Document text.
VERY well put. I do believe you're probably right.
http://www.washingtonpost.com/wp-dyn/articles/A47864-2001Oct24.html
"The ongoing USAMRIID studies on the spores used in the U.S. attacks involve examinations using conventional microscopes and scanning electron microscopes, along with complex chemical analyses that are difficult to conduct even when the bacteria in question are not dangerous. [sentence omitted]
Results of those tests have not been made public beyond a simple description of how small the spore particles were in the Daschle letter. That particle size, 1 1/2 to 3 microns in diameter, said Sen. Bill Frist (R-Tenn.), is extremely small -- a first requirement for making "weapons grade" anthrax spores for warfare or terrorism."
The usual way anthrax spores are created is to first create a "wet" anthrax culture and then dry it (taking the lid off the jar is one way). The dehydration will cause the anthrax to form spores. But just how the spores are dried is critical to other matters, so drying them in the proper fashion is not easy.
Among other things, anthrax spores come in a great variety of sizes, but only spores of about one to five microns in diameter can cause pulmonary anthrax. The spores must be under five microns in size to be inhaled deep enough into the lungs to be infectious, but more than a micron across so they will adhere to the lungs.
Side note: anthrax spores of sizes under one micron and over five microns can cause cutaneous and intestinal anthrax. They just won't cause pulmonary anthrax.
What type of drying method is used to create anthrax spores from wet cultures can determine the "yield" of spores of the desired diameters, and how easy it is to treat them so the spores won't clump together in groups in excess of five microns in diameter.
These drying methods are one means of determining the country which created the spores, though that means is not exclusive. It is possible to create small amounts of spores with, for a given country, non-standard (relative to the most common method aka "production standard) drying methods, at greater expense, for experimentation and deception purposes.
And post-spore production techniques are commonly used to increase the number of spores of the desired diameters. Milling is a common method, but the milling methods are reputedly not something which can be done effectively without use of rare and expensive machines operated by skilled personnel. Improper milling can reputedly make the spores some to almost totally harmless, and certainly make them impossible to keep them from clumping together.

About this task. Continue the text on the anthrax spores in the 2001 letter attacks from the point where it stops.

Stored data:
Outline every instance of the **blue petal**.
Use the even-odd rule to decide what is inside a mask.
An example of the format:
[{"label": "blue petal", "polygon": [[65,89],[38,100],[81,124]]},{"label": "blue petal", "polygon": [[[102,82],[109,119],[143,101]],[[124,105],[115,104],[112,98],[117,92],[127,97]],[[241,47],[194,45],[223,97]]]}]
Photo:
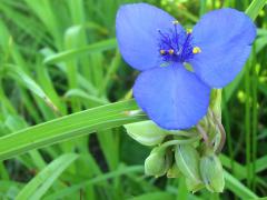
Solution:
[{"label": "blue petal", "polygon": [[243,69],[256,37],[256,27],[244,12],[220,9],[205,14],[195,26],[194,43],[201,49],[190,63],[199,78],[222,88]]},{"label": "blue petal", "polygon": [[138,70],[159,66],[158,30],[172,28],[175,18],[147,3],[122,6],[116,18],[116,32],[123,59]]},{"label": "blue petal", "polygon": [[206,114],[210,89],[184,66],[142,72],[134,86],[138,106],[159,127],[188,129]]}]

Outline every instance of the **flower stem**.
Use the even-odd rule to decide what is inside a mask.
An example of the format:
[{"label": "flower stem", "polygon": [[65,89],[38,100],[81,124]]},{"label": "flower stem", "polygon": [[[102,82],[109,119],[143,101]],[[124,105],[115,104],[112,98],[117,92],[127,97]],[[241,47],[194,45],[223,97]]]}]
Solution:
[{"label": "flower stem", "polygon": [[162,148],[162,150],[164,150],[164,149],[166,149],[170,146],[194,143],[194,142],[198,141],[199,139],[200,139],[200,137],[198,136],[198,137],[195,137],[195,138],[190,138],[188,140],[169,140],[165,143],[162,143],[160,146],[160,148]]}]

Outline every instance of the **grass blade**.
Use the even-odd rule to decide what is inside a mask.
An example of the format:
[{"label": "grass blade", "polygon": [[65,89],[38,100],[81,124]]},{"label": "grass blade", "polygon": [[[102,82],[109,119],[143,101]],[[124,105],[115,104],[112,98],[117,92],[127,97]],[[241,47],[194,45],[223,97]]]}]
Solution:
[{"label": "grass blade", "polygon": [[77,112],[0,138],[0,160],[32,149],[147,119],[145,114],[129,114],[137,110],[134,100],[110,103]]},{"label": "grass blade", "polygon": [[56,179],[68,168],[76,159],[77,154],[63,154],[53,160],[38,176],[36,176],[17,196],[17,200],[37,200],[40,199],[52,186]]}]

Answer for this exercise.
Getting back to the Post article:
"In the United States, that problem was solved by Bill Patrick, who developed the process at Fort Detrick as part of the U.S. biological weapons program that ended in 1969. The process is protected by at least five secret patents held by Patrick. It involved freeze drying and chemical processing and was achieved without having to grow vast quantities of spores or mill them to terribly small dimensions, Patrick and other experts said.
... [paragraph omitted]
The Russian program, which has been described in detail by Ken Alibek, who ran it for many years before moving to the United States to do biological research, required the production of much larger quantities of spores that were more heavily milled than the U.S. spores and used a different kind of freezing and coating process.
The Iraqi technique, uncovered by U.N. inspectors, was a novel one-step process that involved drying spores in the presence of aluminum-based clays or silica powders, said Richard Spertzel, who was part of the U.N. Special Commission (UNSCOM) team that was to uncover and destroy Iraq's weapons of mass destruction program after the Gulf War. [sentence omitted]
"If [U.S. investigators] can get a clue as to how the material in the Daschle letter was prepared, that might narrow the field," Spertzel said. "It may not pinpoint it, but it may narrow it."
I recall an earlier news story, whose URL someone posted a while ago on the Freep, where Spertzel said the Iraqi method of preparing the spores created a characteristic crystallization pattern which could be identified under a microscope.
Summary: creation of anthrax powders which can cause pulmonary anthrax entails roughly the following steps (note that these are broken into arbitrary steps - as a practical matter they overlap some to a lot depending on the methods used):
1) Create "wet" anthrax cultures;
2) Make dry spores of the culture;
3) Treat the spores so as many as possible will be of the right size;
4) Turn the spores into powder;
5) Treat the spores so they won't clump together.
BINGO!!!!!!
You're so smart!! Glad to see someone here has the half a brain I'm missing.